▶ **Description of the task**
Multiply each box coordinate in the answers by 1.3 and round to whole numbers, with halves going up, then write out every line from the start of the items through the line with "left=408, top=0, right=530, bottom=94", both ends included, leaving all other lines unchanged. Leave the pictures out.

▶ **Information shown**
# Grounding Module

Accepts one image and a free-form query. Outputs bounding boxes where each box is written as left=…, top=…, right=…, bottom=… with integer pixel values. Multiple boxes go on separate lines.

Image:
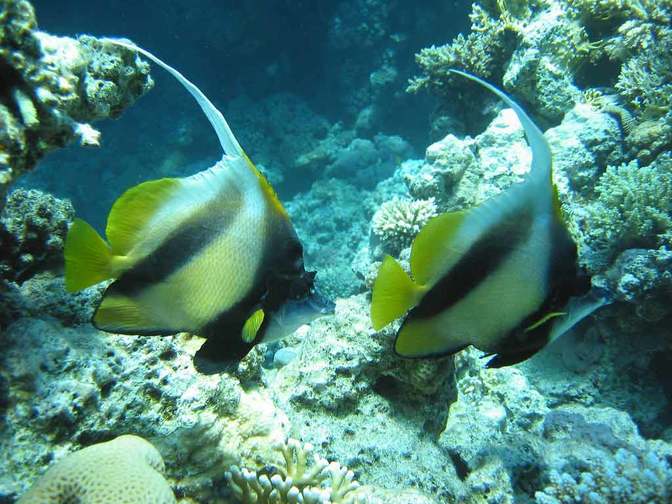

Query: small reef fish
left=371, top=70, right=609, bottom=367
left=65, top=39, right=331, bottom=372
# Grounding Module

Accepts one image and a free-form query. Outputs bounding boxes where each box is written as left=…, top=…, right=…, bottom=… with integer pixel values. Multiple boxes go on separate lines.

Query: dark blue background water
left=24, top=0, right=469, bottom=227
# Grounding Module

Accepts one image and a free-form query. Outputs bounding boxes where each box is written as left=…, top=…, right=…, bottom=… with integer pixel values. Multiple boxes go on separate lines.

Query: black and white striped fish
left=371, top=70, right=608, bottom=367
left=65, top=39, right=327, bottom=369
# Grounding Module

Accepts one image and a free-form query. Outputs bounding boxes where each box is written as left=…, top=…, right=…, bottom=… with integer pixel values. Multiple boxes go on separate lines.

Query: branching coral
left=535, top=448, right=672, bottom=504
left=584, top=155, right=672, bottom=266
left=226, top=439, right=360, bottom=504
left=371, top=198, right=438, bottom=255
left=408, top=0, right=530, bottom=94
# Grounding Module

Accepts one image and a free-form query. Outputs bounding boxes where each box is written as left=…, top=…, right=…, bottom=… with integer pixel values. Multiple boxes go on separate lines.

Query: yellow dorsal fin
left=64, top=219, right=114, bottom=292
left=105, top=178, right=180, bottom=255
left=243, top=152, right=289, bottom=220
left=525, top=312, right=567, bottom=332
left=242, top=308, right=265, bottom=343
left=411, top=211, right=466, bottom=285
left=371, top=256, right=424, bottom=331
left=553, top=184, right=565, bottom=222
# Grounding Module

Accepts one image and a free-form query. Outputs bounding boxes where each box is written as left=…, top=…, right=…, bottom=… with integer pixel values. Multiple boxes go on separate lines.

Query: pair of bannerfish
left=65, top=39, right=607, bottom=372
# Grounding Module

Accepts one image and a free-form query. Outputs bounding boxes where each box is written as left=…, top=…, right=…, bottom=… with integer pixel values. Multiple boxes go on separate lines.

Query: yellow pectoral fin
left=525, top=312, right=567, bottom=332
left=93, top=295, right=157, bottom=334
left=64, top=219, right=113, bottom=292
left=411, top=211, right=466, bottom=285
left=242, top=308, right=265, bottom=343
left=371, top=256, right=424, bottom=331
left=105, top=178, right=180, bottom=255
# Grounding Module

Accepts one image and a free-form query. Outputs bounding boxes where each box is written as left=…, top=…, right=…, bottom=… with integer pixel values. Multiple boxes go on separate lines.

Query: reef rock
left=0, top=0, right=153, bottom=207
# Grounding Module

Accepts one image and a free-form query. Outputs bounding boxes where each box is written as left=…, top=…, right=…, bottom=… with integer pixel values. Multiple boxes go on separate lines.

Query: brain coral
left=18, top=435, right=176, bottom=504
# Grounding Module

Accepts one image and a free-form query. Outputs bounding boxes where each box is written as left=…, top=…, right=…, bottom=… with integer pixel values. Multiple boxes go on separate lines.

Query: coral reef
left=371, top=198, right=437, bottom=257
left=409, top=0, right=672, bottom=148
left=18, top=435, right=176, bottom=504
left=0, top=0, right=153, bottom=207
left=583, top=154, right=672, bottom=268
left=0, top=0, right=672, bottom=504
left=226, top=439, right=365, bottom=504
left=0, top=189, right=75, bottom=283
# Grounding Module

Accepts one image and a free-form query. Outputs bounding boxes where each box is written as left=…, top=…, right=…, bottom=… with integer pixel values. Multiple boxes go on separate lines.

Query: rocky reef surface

▶ **Final result**
# Grounding Module

Accepts one image and a free-form query. Outputs bounding boxes where each box is written as left=…, top=…, right=…, bottom=… with integer pixel values. Multiple boxes go on separate lines.

Image:

Query: small reef fish
left=482, top=91, right=792, bottom=477
left=85, top=51, right=430, bottom=484
# Grounding Module

Accepts one image and a free-form query. Outputs bounding boxes where each box is written as left=…, top=…, right=…, bottom=… with integer pixel values. Multiple boxes go on separate lines.

Query: dark blue background water
left=31, top=0, right=610, bottom=295
# Grounding Module

Accepts one image and a free-form query. Outputs bounding boxes where each box is written as left=…, top=…, right=…, bottom=… with integer pixel values. Multiple boxes go on separate lines.

Query: black and white striped fish
left=482, top=91, right=790, bottom=477
left=85, top=51, right=425, bottom=480
# Grounding Module

Accepts one image and a free-form query. Outputs bounding boxes where each box is written as left=…, top=…, right=…, bottom=… with integer pixel values. Multiple boxes go on separate lines.

Query: branching coral
left=696, top=582, right=874, bottom=655
left=759, top=202, right=874, bottom=346
left=294, top=571, right=468, bottom=655
left=482, top=257, right=569, bottom=332
left=530, top=0, right=689, bottom=122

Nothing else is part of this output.